### GOAL
Copy every entry exactly as given, minus the images.

### THE DATA

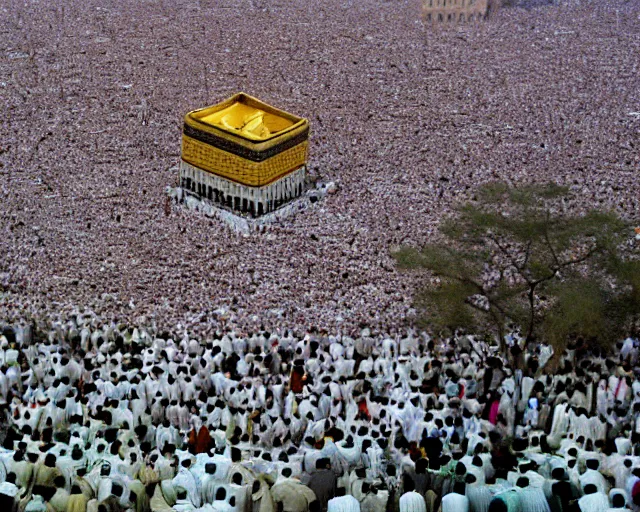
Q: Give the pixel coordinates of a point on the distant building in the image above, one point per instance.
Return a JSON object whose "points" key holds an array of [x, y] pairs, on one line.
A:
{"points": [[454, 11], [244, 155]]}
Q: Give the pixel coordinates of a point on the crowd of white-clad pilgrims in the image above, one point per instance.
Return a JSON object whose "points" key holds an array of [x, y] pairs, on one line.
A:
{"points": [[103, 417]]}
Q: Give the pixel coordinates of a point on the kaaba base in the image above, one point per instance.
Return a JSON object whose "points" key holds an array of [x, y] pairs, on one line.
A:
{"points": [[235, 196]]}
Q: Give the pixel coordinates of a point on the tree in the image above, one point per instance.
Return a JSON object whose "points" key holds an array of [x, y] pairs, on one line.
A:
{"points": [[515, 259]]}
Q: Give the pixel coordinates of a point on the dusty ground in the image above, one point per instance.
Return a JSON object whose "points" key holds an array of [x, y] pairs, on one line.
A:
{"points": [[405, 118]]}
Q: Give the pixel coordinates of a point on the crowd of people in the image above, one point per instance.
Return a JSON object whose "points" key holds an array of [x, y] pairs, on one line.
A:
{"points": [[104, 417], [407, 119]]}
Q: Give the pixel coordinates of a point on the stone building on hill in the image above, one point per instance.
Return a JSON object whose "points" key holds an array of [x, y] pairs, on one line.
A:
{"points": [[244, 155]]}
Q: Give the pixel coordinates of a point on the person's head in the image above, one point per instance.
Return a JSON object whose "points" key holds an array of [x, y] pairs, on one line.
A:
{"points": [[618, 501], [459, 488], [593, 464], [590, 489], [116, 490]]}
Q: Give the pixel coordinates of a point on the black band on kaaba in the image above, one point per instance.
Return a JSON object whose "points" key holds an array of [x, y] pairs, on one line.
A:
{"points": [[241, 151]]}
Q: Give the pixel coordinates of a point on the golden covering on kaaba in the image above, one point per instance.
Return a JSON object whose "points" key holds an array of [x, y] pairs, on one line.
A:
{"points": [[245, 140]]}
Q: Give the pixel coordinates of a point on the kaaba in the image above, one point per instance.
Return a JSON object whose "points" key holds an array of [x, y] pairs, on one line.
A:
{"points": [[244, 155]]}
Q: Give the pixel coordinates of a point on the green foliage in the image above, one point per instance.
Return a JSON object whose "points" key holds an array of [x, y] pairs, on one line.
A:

### RESULT FOR THIS EXERCISE
Q: Give the pixel coordinates of a point on the distant building in the image above, one point per instance.
Return a JSON object whose "points" key holds an array of [x, y] pairs, on one line.
A:
{"points": [[454, 11], [244, 155]]}
Q: Give the pixel coordinates of a point on the crowd of white-clad pilgrims in the image above, one point per instance.
Return a JSON object whose "points" key holds an array of [x, y] pairs, on one line.
A:
{"points": [[103, 417]]}
Q: Give the pixel coordinates of a point on the kaaba base in the image above, one point per instance.
Return a JSON object whose "points" key holds an array of [x, y] pairs, on one line.
A:
{"points": [[235, 196]]}
Q: Give the pixel coordinates of a point on the tree in the image above, one point per instance.
Return a JSON object whose "points" key holds an array of [x, y] pairs, on one line.
A:
{"points": [[515, 259]]}
Q: Give the pixel coordinates of a point on the dusty ground in the image above, one point per instance.
Return a JSON object whose "points" key holds an array of [x, y] pairs, on one line.
A:
{"points": [[405, 118]]}
Q: Give the pixel coordinates of a point on the crowd of people in the image above, one point per instance.
Return a JSON object whose "points" key holds an array of [x, y] pairs, on one line.
A:
{"points": [[104, 417], [407, 119]]}
Q: Give the pixel coordinates of a point on the stone building on hill in the image above, one point per instance.
Return a JSON object whose "points" key holds an array of [x, y] pairs, on one line.
A:
{"points": [[244, 155]]}
Q: Give the pixel coordinates of a point on the person's head in the image above, one point per instance.
Return a JSON object whose "points" key holds an array of [x, y] pairs, on one line.
A:
{"points": [[618, 501], [459, 488], [593, 464], [590, 489], [116, 490]]}
Q: Give the pixel coordinates of a point on the black band on kaaba in the image above, one point per instance.
Return a JSON object whose "points" key holds an array of [x, y] pairs, on one line.
A:
{"points": [[241, 151]]}
Q: Give the pixel coordinates of a point on the golden covering on kaaba in the image above, one point per instance.
Return a JSON object whose "points" key holds an array of [x, y] pairs, on one line.
A:
{"points": [[245, 140]]}
Q: Give the pixel coordinates of a point on the kaaba in the image above, one point per instance.
Return a JSON object whose "points" key holds an array of [x, y] pairs, on one line.
A:
{"points": [[244, 155]]}
Q: Give the pixel coordinates of a point on the green foliage in the image above, one point per instance.
Return a JSON object whose "points" key holds an array of [x, y] pairs, on one line.
A:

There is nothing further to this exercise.